» Material provided:
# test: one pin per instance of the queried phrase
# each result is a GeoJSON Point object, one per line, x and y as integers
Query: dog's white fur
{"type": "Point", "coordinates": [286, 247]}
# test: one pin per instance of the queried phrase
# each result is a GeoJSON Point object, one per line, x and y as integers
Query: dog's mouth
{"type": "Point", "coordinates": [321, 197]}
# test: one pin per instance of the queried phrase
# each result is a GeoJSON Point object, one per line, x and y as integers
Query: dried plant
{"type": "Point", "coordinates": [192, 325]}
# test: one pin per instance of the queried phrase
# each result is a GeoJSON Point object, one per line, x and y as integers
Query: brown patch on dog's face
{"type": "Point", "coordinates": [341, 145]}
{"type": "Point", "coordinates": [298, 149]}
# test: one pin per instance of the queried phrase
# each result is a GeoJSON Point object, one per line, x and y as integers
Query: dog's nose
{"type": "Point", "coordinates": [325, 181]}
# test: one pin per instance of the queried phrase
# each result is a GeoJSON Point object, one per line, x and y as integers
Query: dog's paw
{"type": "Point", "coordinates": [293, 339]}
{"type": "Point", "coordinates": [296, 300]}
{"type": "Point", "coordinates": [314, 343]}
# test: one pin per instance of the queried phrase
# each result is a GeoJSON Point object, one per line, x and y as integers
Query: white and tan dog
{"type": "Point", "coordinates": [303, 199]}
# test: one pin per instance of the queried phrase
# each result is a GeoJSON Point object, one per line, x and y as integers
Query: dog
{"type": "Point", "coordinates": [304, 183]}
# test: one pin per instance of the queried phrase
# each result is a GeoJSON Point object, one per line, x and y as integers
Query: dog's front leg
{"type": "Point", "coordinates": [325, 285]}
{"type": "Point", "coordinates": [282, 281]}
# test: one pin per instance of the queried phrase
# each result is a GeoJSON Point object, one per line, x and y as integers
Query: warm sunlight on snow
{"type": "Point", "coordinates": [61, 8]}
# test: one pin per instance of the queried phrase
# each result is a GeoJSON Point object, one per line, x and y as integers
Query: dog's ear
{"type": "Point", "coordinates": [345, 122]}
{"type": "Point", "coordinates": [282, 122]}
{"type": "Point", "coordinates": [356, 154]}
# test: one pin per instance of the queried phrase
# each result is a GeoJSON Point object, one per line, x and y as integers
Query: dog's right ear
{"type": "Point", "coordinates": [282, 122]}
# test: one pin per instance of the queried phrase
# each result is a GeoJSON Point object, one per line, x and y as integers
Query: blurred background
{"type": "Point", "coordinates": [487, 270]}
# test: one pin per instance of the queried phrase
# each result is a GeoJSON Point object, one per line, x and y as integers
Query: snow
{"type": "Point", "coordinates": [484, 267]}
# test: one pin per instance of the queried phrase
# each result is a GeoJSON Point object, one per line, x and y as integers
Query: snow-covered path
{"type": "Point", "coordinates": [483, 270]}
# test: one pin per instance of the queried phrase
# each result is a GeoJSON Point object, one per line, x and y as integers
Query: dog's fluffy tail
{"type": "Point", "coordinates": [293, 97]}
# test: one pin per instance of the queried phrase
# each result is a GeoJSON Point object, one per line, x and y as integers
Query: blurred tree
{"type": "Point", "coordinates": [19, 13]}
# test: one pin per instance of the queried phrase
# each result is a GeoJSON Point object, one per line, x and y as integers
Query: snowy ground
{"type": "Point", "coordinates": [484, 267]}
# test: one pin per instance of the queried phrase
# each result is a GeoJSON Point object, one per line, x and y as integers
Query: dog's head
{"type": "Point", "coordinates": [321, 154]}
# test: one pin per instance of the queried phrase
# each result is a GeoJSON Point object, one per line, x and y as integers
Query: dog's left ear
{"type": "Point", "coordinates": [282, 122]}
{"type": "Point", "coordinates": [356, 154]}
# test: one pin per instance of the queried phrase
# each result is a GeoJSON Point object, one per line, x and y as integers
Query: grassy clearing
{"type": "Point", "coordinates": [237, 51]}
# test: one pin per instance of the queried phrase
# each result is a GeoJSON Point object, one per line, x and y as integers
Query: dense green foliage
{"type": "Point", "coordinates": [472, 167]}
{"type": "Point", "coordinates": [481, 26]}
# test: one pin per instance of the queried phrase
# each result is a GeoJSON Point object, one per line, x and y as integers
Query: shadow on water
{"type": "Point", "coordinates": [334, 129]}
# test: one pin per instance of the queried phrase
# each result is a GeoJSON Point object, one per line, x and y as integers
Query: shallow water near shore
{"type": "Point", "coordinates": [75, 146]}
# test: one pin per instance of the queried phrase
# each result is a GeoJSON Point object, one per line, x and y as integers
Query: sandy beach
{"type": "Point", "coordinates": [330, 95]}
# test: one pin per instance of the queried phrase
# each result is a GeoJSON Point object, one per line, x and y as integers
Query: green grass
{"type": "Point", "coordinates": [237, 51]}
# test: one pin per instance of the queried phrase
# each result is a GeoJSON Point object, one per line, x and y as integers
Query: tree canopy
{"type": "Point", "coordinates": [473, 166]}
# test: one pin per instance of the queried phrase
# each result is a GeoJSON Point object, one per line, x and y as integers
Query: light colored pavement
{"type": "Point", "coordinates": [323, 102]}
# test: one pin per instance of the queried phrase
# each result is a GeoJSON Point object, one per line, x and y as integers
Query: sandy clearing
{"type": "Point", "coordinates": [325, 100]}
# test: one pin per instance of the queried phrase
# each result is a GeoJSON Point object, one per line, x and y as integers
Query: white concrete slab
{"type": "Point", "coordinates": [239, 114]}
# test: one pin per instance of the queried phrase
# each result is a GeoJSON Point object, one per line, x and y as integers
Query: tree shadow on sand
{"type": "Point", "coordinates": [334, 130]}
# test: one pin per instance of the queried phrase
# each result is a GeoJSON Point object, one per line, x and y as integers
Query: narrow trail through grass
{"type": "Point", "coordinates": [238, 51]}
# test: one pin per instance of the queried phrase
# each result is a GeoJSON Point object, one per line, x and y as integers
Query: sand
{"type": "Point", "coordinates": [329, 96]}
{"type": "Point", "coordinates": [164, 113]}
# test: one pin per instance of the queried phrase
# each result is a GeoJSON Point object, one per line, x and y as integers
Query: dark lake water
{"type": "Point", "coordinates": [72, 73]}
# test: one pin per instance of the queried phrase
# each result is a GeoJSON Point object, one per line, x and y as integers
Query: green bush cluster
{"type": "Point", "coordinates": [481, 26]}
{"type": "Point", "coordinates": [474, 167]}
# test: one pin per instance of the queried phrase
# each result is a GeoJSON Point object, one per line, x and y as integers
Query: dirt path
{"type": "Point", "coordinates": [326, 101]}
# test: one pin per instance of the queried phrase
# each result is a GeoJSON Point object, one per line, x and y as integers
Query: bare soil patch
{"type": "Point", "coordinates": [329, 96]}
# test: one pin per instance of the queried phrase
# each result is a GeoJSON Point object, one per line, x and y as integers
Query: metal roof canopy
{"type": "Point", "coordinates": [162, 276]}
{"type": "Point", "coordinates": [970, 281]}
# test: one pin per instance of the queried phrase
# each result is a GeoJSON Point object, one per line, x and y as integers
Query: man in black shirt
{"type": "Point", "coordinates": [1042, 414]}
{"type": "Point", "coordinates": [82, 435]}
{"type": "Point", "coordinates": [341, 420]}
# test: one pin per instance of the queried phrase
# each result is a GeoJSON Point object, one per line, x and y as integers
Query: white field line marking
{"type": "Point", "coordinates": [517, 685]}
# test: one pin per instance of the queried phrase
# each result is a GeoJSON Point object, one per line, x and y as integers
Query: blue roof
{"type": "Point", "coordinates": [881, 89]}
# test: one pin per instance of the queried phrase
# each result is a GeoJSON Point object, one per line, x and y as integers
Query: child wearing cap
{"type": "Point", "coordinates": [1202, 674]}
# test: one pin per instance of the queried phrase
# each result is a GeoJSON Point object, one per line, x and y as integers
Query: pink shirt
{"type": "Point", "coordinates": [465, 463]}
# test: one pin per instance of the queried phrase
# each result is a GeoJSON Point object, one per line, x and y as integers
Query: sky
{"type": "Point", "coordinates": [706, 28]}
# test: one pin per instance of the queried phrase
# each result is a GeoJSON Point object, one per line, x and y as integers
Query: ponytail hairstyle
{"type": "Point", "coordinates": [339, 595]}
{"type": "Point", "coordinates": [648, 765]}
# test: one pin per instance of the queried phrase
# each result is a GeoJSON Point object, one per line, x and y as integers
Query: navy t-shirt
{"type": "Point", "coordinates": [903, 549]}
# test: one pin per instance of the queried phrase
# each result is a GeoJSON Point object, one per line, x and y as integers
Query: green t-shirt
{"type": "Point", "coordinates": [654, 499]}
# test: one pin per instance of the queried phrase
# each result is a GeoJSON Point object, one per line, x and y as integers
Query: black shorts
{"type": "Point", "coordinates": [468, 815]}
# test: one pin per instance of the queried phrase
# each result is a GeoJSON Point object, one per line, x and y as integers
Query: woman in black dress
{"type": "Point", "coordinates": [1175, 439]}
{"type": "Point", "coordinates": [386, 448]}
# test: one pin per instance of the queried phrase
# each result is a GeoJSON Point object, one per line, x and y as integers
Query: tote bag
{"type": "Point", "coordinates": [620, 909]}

» What is required:
Pull out every line of the listing above that contains the string "patch", treating uppercase and lowercase letters as distinct.

» Answer to the task:
Query: brown patch on dog's face
Query: bare soil patch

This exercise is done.